INSTRUCTIONS FOR THE TASK:
Extract, exactly as written, all lines of the material below from the line that includes "task: mark the region of the red roller door" through its last line.
>> START INFORMATION SUPPLIED
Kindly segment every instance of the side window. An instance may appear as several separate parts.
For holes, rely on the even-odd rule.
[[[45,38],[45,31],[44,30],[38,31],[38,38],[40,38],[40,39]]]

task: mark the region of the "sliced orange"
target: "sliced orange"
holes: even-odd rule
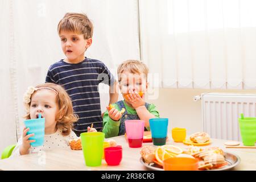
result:
[[[113,105],[112,105],[111,104],[109,104],[109,110],[112,110],[113,108],[115,108],[115,107],[114,107],[114,106]]]
[[[166,144],[162,146],[162,147],[168,152],[172,153],[175,155],[178,155],[183,152],[183,150],[181,148],[173,145]]]
[[[161,146],[156,148],[155,154],[156,159],[162,164],[163,164],[164,160],[174,157],[173,155],[167,152]]]

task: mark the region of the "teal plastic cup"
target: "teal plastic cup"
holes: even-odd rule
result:
[[[102,132],[82,133],[80,136],[86,166],[90,167],[101,166],[105,133]]]
[[[254,146],[256,142],[256,118],[238,118],[242,141],[244,146]]]
[[[163,146],[166,143],[168,130],[168,118],[150,119],[150,131],[155,146]]]
[[[43,146],[44,142],[45,119],[41,118],[41,115],[39,115],[38,119],[27,119],[24,121],[24,123],[26,127],[30,128],[27,135],[34,134],[33,136],[28,138],[29,140],[35,140],[35,142],[31,143],[31,146]]]

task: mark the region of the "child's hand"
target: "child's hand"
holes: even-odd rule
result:
[[[127,97],[133,108],[136,109],[139,106],[145,105],[145,101],[139,96],[138,93],[134,92],[133,90],[130,90],[129,93]]]
[[[28,140],[30,137],[33,136],[35,134],[34,133],[29,135],[27,135],[27,132],[30,130],[30,128],[24,128],[23,133],[22,135],[22,144],[20,146],[19,152],[20,155],[27,154],[28,149],[31,147],[30,143],[35,142],[35,140]]]
[[[87,127],[87,132],[97,132],[97,130],[96,129],[93,127],[90,127],[90,126],[88,126]]]
[[[122,117],[122,113],[120,113],[117,109],[115,108],[112,108],[109,110],[109,107],[106,107],[108,110],[109,111],[109,117],[115,121],[118,121],[121,117]]]

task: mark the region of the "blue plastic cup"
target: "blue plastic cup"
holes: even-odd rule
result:
[[[163,146],[166,143],[168,130],[168,118],[150,119],[152,139],[155,146]]]
[[[44,140],[44,118],[41,118],[39,115],[39,118],[27,119],[24,121],[26,127],[29,127],[30,130],[27,134],[34,134],[33,136],[30,137],[29,140],[35,140],[35,142],[31,143],[32,147],[38,147],[43,145]]]

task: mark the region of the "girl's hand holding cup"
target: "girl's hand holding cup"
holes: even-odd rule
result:
[[[29,140],[28,139],[33,136],[35,134],[31,134],[29,135],[27,135],[27,132],[30,130],[30,128],[24,128],[23,133],[22,135],[22,144],[20,146],[19,152],[21,155],[27,154],[28,151],[28,149],[30,149],[31,147],[30,143],[32,142],[35,142],[35,140]]]

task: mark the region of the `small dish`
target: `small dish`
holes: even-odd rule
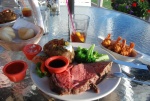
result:
[[[15,60],[4,66],[3,73],[11,81],[19,82],[25,78],[27,68],[28,68],[28,65],[26,62],[22,60]]]
[[[27,26],[26,26],[27,25]],[[43,36],[43,29],[40,26],[37,26],[31,22],[28,22],[23,19],[17,19],[13,25],[13,29],[17,31],[21,27],[31,28],[35,32],[35,36],[33,38],[27,40],[21,40],[18,35],[11,42],[6,42],[0,40],[0,46],[9,51],[22,51],[23,47],[27,44],[37,44]]]
[[[38,53],[40,53],[42,47],[38,44],[28,44],[23,48],[23,53],[27,59],[32,60]]]
[[[52,56],[45,61],[45,66],[50,73],[61,73],[68,65],[69,60],[64,56]]]

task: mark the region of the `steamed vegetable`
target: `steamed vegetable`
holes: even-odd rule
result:
[[[75,51],[75,61],[78,63],[90,63],[109,60],[107,54],[100,54],[94,51],[95,44],[93,44],[89,49],[78,47]]]

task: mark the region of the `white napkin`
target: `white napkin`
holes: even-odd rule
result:
[[[44,23],[43,23],[38,0],[28,0],[28,1],[32,7],[34,17],[36,17],[36,24],[44,29]]]

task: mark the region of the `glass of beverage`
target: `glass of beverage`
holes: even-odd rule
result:
[[[86,41],[87,30],[90,17],[84,14],[72,15],[72,22],[69,23],[70,41],[82,42]]]

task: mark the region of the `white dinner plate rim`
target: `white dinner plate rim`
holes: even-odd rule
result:
[[[81,47],[88,48],[89,46],[91,46],[91,44],[86,44],[86,43],[71,43],[71,44],[72,44],[74,47],[81,46]],[[87,47],[87,46],[88,46],[88,47]],[[109,54],[109,56],[111,56],[111,58],[115,59],[110,53],[108,53],[108,52],[105,51],[104,49],[102,49],[102,48],[100,48],[100,47],[97,47],[97,46],[96,46],[95,48],[98,49],[98,50],[102,50],[103,52]],[[113,70],[113,69],[114,69],[114,70],[117,69],[117,71],[115,71],[115,72],[121,72],[121,68],[119,67],[118,64],[115,64],[115,63],[114,63],[113,65],[114,65],[114,66],[113,66],[112,70]],[[115,83],[114,85],[112,85],[112,84],[107,84],[107,85],[109,85],[109,86],[112,86],[112,88],[109,89],[109,91],[105,92],[104,94],[101,94],[101,92],[100,92],[99,94],[97,94],[97,93],[94,93],[94,92],[92,92],[92,91],[87,91],[87,92],[85,92],[85,93],[83,93],[83,94],[77,94],[77,95],[63,95],[63,96],[60,96],[60,95],[58,95],[58,94],[52,92],[52,91],[50,90],[50,88],[48,88],[50,92],[47,92],[47,89],[43,89],[44,87],[42,87],[41,85],[44,84],[44,83],[39,82],[39,81],[37,81],[37,80],[43,80],[44,82],[45,82],[45,81],[47,82],[48,78],[47,78],[47,77],[44,77],[44,78],[38,77],[38,76],[35,74],[35,68],[34,68],[34,66],[35,66],[35,64],[33,64],[33,65],[30,67],[30,76],[31,76],[31,79],[32,79],[32,81],[34,82],[34,84],[35,84],[41,91],[43,91],[45,94],[47,94],[47,95],[49,95],[49,96],[51,96],[51,97],[60,99],[60,100],[65,100],[65,101],[91,101],[91,100],[96,100],[96,99],[103,98],[103,97],[107,96],[108,94],[110,94],[112,91],[114,91],[114,90],[117,88],[117,86],[119,85],[120,80],[121,80],[121,78],[115,78],[115,79],[114,79],[114,78],[109,78],[109,79],[106,78],[106,79],[104,79],[100,84],[98,84],[98,87],[100,87],[100,91],[101,91],[101,89],[103,88],[105,82],[107,83],[107,82],[113,81],[113,83]],[[39,83],[41,83],[41,84],[39,84],[39,83],[37,83],[37,82],[39,82]],[[103,84],[103,83],[104,83],[104,84]],[[44,84],[44,85],[45,85],[45,84]],[[106,85],[106,87],[109,88],[109,86],[107,86],[107,85]],[[47,85],[46,85],[46,86],[47,86]],[[86,94],[86,93],[87,93],[87,94]],[[92,94],[92,95],[95,95],[95,96],[90,97],[90,98],[88,98],[89,96],[84,96],[84,95],[89,95],[89,94]],[[84,97],[83,97],[83,96],[84,96]]]

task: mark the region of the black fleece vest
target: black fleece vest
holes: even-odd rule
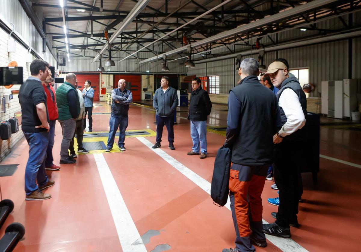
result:
[[[281,88],[279,91],[277,93],[276,96],[277,97],[277,102],[279,101],[279,98],[281,94],[284,91],[285,89],[289,88],[293,91],[298,96],[298,99],[301,103],[301,107],[302,108],[302,111],[305,115],[305,118],[307,115],[307,101],[306,98],[306,95],[305,92],[302,90],[300,82],[295,77],[289,77],[282,83]],[[279,107],[280,112],[281,114],[281,120],[282,121],[282,125],[283,125],[287,121],[287,117],[284,113],[284,111],[282,107]],[[304,127],[291,135],[284,137],[285,139],[288,140],[295,141],[305,141],[306,133],[305,127]]]

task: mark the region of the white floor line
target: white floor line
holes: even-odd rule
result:
[[[195,173],[193,171],[186,167],[180,162],[167,154],[160,149],[153,149],[152,147],[153,143],[146,139],[145,138],[141,136],[137,139],[143,143],[151,150],[155,152],[158,156],[163,158],[167,163],[174,167],[181,173],[187,177],[195,184],[199,186],[205,192],[210,194],[210,183],[207,181],[203,177]],[[229,199],[225,206],[229,210]],[[267,221],[262,220],[263,223],[268,224]],[[272,235],[266,235],[266,238],[268,240],[273,243],[275,246],[283,251],[292,251],[292,252],[305,252],[308,251],[305,249],[299,244],[291,239],[282,238]]]
[[[132,244],[140,235],[103,154],[93,155],[123,251],[147,252],[144,244]]]
[[[361,168],[361,165],[360,165],[353,163],[351,163],[351,162],[348,162],[347,161],[344,161],[343,160],[342,160],[340,159],[335,158],[334,158],[331,157],[328,157],[327,156],[325,156],[324,155],[321,155],[320,154],[319,156],[320,157],[326,158],[326,159],[328,159],[330,160],[332,160],[332,161],[334,161],[336,162],[338,162],[339,163],[341,163],[345,165],[350,165],[351,166],[353,166],[354,167],[356,167],[357,168]]]

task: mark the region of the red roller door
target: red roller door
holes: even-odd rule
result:
[[[94,89],[94,101],[99,101],[99,75],[77,75],[78,85],[80,90],[83,90],[86,81],[91,82],[91,87]]]
[[[130,82],[130,90],[133,95],[133,100],[134,102],[140,101],[142,76],[136,75],[114,75],[114,88],[118,87],[118,82],[121,79],[124,79],[127,82]]]

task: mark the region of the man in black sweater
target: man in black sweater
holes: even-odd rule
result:
[[[262,231],[262,202],[267,169],[272,163],[273,137],[280,127],[276,96],[258,81],[258,62],[247,58],[239,71],[242,81],[230,91],[226,139],[232,150],[231,209],[236,247],[227,251],[254,251],[267,246]]]
[[[210,113],[212,103],[208,93],[202,89],[201,83],[199,78],[192,80],[193,91],[189,104],[189,118],[193,147],[187,154],[199,155],[200,145],[199,158],[203,159],[207,157],[207,116]]]
[[[42,85],[51,72],[49,64],[35,59],[30,65],[31,76],[20,87],[19,102],[21,106],[21,126],[29,145],[29,158],[25,171],[25,199],[41,201],[51,198],[42,190],[53,185],[45,172],[45,157],[50,126],[47,96]],[[36,184],[37,180],[39,186]]]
>> END INFORMATION SUPPLIED
RESPONSE TO THIS TASK:
task: mark the region of the red roller door
target: red roller door
holes: even-odd rule
result:
[[[94,89],[94,101],[99,101],[99,75],[77,75],[78,85],[80,90],[83,90],[86,81],[91,82],[91,87]]]
[[[130,82],[130,90],[133,95],[133,100],[134,102],[140,101],[142,76],[136,75],[114,75],[114,88],[118,87],[118,82],[121,79],[124,79],[127,82]]]

task: mark the region of the man in black sweater
target: man in black sweater
holes: even-odd rule
result:
[[[262,231],[262,202],[267,169],[272,163],[273,137],[280,127],[276,96],[258,81],[258,62],[247,58],[239,71],[242,81],[230,91],[226,139],[232,150],[231,209],[236,247],[227,251],[254,251],[267,246]]]
[[[210,113],[212,103],[208,93],[202,89],[201,83],[199,78],[192,80],[193,91],[189,104],[189,118],[193,147],[187,154],[199,155],[200,145],[199,158],[203,159],[207,157],[207,116]]]
[[[42,85],[51,72],[49,64],[35,59],[30,65],[31,76],[20,87],[19,102],[21,106],[21,126],[29,145],[29,158],[25,171],[25,199],[41,201],[51,198],[42,190],[53,185],[45,172],[45,157],[50,126],[47,96]],[[36,184],[37,180],[39,186]]]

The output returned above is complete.